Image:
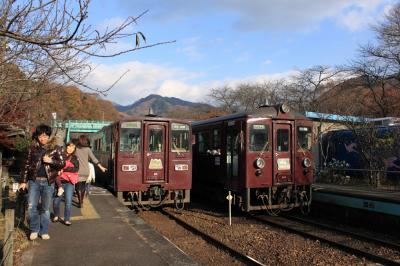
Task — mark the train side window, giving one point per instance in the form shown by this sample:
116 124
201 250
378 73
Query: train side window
217 139
282 140
180 138
203 141
130 136
304 138
259 138
156 138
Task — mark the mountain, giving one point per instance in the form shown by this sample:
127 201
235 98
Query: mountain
166 106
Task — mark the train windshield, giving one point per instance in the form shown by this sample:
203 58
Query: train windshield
180 137
258 138
304 137
130 136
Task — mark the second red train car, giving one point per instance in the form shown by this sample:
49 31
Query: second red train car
264 158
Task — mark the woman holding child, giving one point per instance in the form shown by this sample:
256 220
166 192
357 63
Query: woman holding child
66 183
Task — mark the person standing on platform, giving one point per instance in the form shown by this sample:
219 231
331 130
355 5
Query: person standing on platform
69 177
91 179
44 161
84 154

======

Set exercise: Copy out all of the records above line for line, without any changes, and leave the pictures out.

Written answer:
Image:
Task — mark the train side window, giving one point per instance in the form shown by this sample:
116 124
201 250
378 73
Query: train side window
217 139
282 140
180 138
203 141
130 136
304 138
259 138
156 138
Task — mark the mountain, giving one point per instance in the form shown by this sample:
127 201
235 98
Query: mountain
166 106
Task — mark the train windshield, giving one point per instance in the form shown by this sample:
203 58
Query: train windshield
180 137
258 138
304 137
130 136
Task — mark the second red train car, giving one point per instance in the form shown by this sample:
49 31
Query: second red train car
264 158
Task — mark the woman holding child, giving one point per instance in the form shown by this sample:
256 220
166 192
357 63
Query: woman holding child
66 183
Task — mark the person standing on platform, giving one point per instance in the form shown by this sample:
219 231
331 130
355 5
Query: person standing on platform
69 177
91 179
44 161
84 154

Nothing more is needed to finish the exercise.